Passage to read:
--------------------------------
This includes the new assets from Trygg-Hansa and Codan Norway. You can see just like before, the major sensitivity stems from covered bonds, which is the predominant investment in the matched portfolio. When it comes to government bonds as well as corporate bonds, the spread sensitivities are relatively low, again, given the low proportion of allocation in the FI portfolio. Summing it all up, given you can say the strategy and the way that we position ourselves, the sensitivity to movements in interest rates is rather low because of the matching strategy we talked about before. We are talking about return on equity, or we have been talking about return on equity. That was one of our KPIs in the last strategic period.

I think it's important to highlight that given the equity raise that we did in the spring, it doesn't make a lot of sense to continue to look at that going forward. What we're introducing now is a KPI called Return on Own Funds. This is where we actually use the own funds that we already report in you can say the solvency related matters. It is a number that you can easily find in our financial reports. It is already in there. You can see here that over the course of the strategic period, we will be moving from around 15% where we are today to approximately 25% at the end of the strategic period.

When you asked your question before, Asbjørn, I mentioned that this is taking into account the ordinary dividends alone, so it doesn't take into account extraordinary dividends. The trajectory that you see is again, when we are harvesting the synergies, when we are delivering on the strategic initiatives, that is where we create the additional return. Yeah. Finally, you can say again, as I mentioned on the solvency, when looking at the own funds, this is again, an area where we will create more transparency to yourselves because the main items that will be impacting this metric will be the profits and the dividends. We think actually for you, it will also provide further transparency in terms of how well we generate capital and how well we deliver on the profitability in our business.

I think, the final point, you mentioned it before, Morten, but we will continue to also report the return on equity as well as the return on tangible equity in our financial reports going forward, so you can still track that on an ongoing basis. I said we believe that the ROOF is actually going to be a value add KPI, where you can track how we are delivering in the business. Finally, I think this is actually super impressive. We are now looking at a three-year period where we plan to return between DKK 17 billion and DKK 19 billion. As we already alluded to, this is basically repaying half of the rights issue that we did for financing the acquisition within a three-year horizon. This you should compare to the last strategic period.

When we launched the deal a year ago on Thursday, we promised that we would look at doubling, you can say, the results, and thereby doubling the capacity to pay out dividends. We have summarized here that in the last strategic period, from 2018- 2020, we returned DKK 6.2 billion in ordinary dividends, and on top of that, we paid DKK 500 million in extraordinary dividends. For this strategic period, as said, in terms of ordinary dividends, we foresee that it will be in the range between DKK 12 billion-DKK 14 billion. On top of that, you should add the DKK 5 billion in the intended share buyback. Quite an impressive number, I would think, in a relatively short timeframe, which we are super proud of being able to disclose today.
--------------------------------
Provided material:
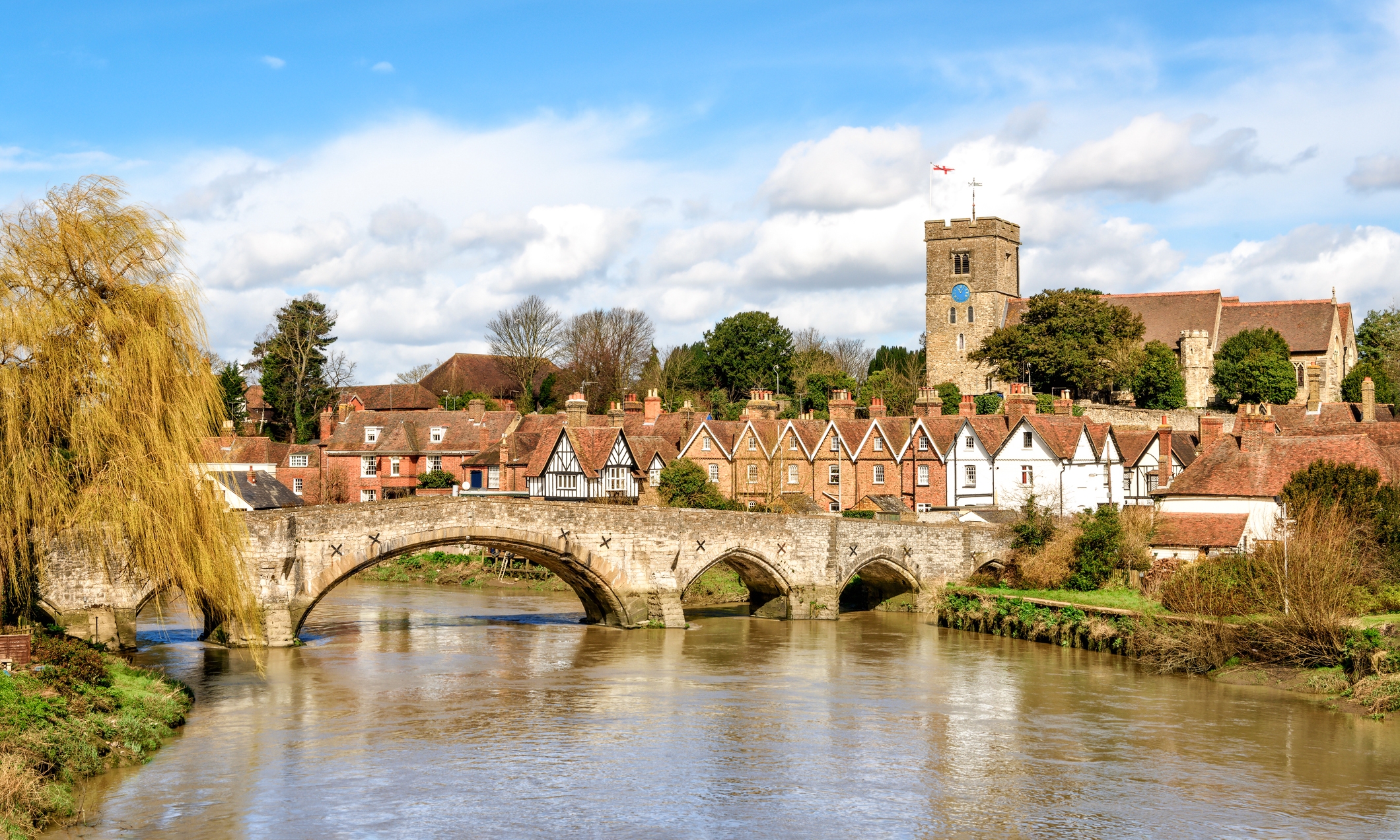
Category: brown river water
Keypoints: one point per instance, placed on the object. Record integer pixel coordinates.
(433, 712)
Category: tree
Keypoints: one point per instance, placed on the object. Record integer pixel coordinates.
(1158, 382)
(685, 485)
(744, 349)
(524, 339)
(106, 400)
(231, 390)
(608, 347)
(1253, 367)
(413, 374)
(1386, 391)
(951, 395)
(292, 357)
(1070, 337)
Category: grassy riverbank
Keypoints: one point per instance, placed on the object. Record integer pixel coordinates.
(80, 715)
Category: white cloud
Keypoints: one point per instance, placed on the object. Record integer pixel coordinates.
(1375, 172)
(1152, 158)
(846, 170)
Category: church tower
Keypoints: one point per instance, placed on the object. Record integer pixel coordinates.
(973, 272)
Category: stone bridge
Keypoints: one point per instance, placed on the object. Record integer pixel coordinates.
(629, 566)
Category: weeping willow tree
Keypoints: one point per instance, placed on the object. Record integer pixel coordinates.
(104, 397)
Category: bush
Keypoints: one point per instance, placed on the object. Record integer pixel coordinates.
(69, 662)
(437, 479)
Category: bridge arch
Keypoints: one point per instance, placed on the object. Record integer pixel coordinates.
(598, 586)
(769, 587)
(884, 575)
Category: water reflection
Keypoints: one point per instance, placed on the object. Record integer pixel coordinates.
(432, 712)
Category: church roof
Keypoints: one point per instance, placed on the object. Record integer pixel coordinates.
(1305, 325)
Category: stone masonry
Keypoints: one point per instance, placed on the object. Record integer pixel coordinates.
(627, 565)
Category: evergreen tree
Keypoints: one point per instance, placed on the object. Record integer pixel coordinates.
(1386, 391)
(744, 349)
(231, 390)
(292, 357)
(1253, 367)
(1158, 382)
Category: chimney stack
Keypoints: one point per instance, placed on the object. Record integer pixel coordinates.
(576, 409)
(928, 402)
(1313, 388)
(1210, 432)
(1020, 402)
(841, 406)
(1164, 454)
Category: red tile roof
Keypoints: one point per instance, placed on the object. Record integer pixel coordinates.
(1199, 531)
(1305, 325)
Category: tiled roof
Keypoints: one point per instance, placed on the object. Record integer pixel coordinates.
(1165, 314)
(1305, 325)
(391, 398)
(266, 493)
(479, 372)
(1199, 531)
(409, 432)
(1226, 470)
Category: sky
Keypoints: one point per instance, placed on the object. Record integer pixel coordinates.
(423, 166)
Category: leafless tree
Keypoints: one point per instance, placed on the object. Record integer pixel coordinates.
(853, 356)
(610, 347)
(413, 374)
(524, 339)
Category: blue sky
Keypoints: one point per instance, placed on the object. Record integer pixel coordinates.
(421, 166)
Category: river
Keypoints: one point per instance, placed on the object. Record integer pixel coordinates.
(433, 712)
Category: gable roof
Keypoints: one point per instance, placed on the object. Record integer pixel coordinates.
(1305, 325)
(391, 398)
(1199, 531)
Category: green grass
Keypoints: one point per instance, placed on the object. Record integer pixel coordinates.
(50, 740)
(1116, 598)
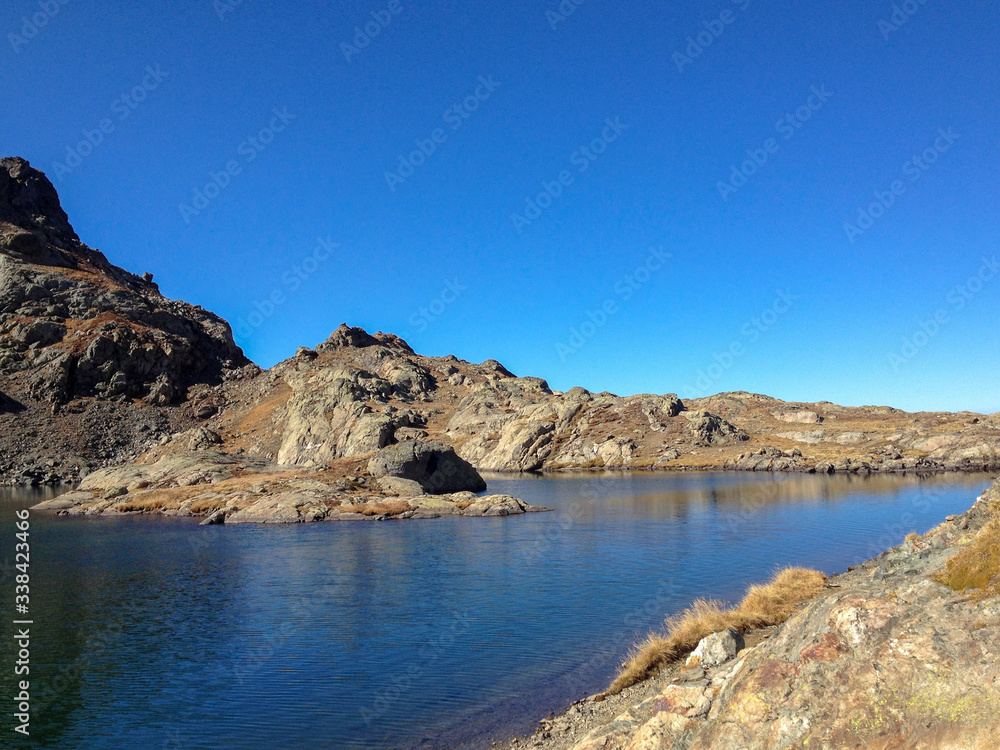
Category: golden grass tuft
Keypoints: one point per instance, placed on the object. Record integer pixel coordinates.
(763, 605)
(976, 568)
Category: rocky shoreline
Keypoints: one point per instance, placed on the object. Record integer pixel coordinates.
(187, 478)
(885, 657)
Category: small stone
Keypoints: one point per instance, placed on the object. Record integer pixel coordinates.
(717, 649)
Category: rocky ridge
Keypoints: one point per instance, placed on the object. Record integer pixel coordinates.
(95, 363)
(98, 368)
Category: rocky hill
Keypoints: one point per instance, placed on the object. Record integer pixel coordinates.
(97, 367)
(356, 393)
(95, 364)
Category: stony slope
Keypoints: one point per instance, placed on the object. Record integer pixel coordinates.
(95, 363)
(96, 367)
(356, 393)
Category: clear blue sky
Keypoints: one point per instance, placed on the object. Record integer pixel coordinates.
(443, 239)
--------------------------------
What you need to do:
(A) In the transcript on shareholder returns, repeat word for word the part that opens with the words containing "This includes the" and closes with "in the last strategic period.".
(B) According to the transcript on shareholder returns, how much was returned in ordinary dividends in the last strategic period, from 2018 to 2020?

Task-by-task outputs:
(A)
This includes the new assets from Trygg-Hansa and Codan Norway. You can see just like before, the major sensitivity stems from covered bonds, which is the predominant investment in the matched portfolio. When it comes to government bonds as well as corporate bonds, the spread sensitivities are relatively low, again, given the low proportion of allocation in the FI portfolio. Summing it all up, given you can say the strategy and the way that we position ourselves, the sensitivity to movements in interest rates is rather low because of the matching strategy we talked about before. We are talking about return on equity, or we have been talking about return on equity. That was one of our KPIs in the last strategic period.

(B) DKK 6.2 billion.